TEXTAUSZUG |
------------------------

Hier die Chronik des Skandals:
Am Freitag, dem 20. März, geht bei
der Innenverwaltung, im
Polizeipräsidium, beim
Gesamtpersonalrat der Polizei und bei
der «B.Z.» ein gleichlautendes
anonymes Schreiben ein, in dem
Dreksler bezichtigt wird, seit fünf Jahren
Scientologe zu sein und ein aus der
Sekte ausgetretenes Mitglied massiv zu
nötigen. Auf dem Brief finden die mit
dem Fall betrauten Beamten des
Staatsschutzes der Polizei keine
Fingerabdrücke, auf der Marke keine
Speichelspuren.
Am 23. März, einem Montag, bringt
auf Veranlassung eines hohen Beamten
aus der Innenverwaltung ein Kurier ein
Foto Drekslers von der Polizeibehörde
zum Verfassungsschutz nach Dahlem.

------------------------

AUFGABE |
Schreibe die Chronik zum Skandal um Dreksler im Anschluss an ihren letzten Satz weiter.

------------------------

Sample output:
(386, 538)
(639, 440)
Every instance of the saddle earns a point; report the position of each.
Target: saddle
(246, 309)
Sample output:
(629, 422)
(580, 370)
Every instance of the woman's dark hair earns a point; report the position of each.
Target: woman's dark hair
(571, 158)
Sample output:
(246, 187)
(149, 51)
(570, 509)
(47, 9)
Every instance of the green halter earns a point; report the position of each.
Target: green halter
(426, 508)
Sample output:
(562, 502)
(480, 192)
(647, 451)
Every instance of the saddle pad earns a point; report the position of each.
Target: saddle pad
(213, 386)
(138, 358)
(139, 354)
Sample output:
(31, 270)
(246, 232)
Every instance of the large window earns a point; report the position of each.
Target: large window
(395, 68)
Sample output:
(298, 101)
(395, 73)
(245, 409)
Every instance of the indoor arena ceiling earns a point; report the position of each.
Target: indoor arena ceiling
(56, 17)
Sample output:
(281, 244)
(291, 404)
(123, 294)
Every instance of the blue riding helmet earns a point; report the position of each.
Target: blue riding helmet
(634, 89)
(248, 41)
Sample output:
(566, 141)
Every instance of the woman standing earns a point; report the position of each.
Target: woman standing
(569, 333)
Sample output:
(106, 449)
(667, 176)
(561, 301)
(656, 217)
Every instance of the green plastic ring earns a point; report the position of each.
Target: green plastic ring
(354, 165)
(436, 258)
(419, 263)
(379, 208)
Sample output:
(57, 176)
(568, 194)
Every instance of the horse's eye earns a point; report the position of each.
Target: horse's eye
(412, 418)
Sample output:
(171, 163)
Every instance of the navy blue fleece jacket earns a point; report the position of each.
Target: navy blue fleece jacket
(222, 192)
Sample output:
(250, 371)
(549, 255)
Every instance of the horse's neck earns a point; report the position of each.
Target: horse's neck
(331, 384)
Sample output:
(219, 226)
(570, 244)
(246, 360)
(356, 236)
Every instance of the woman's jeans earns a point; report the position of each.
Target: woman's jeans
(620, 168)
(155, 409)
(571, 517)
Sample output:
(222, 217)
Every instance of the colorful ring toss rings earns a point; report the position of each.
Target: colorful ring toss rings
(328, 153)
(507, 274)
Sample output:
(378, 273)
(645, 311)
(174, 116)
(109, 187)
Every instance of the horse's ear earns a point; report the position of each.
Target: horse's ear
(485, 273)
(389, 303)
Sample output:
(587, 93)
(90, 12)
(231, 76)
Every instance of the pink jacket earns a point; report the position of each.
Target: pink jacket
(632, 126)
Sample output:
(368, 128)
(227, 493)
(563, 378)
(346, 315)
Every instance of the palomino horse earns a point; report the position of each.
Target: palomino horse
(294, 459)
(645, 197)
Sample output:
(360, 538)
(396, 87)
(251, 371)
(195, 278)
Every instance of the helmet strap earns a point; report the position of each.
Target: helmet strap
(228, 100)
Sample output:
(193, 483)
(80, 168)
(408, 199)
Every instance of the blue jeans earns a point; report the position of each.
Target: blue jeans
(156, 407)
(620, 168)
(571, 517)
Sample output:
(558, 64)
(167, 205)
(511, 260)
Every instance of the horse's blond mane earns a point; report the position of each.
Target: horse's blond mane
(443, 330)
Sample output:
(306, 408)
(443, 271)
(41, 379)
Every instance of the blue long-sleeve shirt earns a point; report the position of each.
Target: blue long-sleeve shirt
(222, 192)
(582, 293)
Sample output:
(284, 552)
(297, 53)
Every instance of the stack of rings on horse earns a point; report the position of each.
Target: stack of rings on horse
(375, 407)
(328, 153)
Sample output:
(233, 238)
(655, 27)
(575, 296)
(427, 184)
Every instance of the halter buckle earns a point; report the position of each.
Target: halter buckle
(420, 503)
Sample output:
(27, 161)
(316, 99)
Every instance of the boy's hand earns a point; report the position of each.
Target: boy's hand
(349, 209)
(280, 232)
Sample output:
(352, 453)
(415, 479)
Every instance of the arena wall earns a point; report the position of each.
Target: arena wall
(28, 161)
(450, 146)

------------------------

LÖSUNG |
Am Freitag, 27. März, richtet die
Polizeibehörde ein Schreiben an den
Verfassungsschutz mit der Bitte um
Aufklärung, ob Dreksler Scientologe sei.
Am Abend des 31. März erfolgt dann
die Durchsuchung des Büros und des
Hauses Drekslers wegen des
Nötigungsvorwurfes. An seinem
Dienstzimmer wird sogar das Schloß
ausgewechselt. Bei der
Durchsuchungsaktion sieht Dreksler das
«Behördenzeugnis».
Am 17.Juni wird das Verfahren
wegen Nötigung von der
Staatsanwaltschaft eingestellt.
Am 22. Juli wird Dreksler - voll
rehabilitiert - wieder als Leiter des
Lagedienstes eingesetzt. Wie kam der
Verfassungsschutz binnen weniger Tage
zur Erkenntnis, daß der Polizeidirektor
Scientologe sei? Wenn Dreksler in der
Woche nach dem 23. März observiert
worden wäre, hätten die «Schlapphüte»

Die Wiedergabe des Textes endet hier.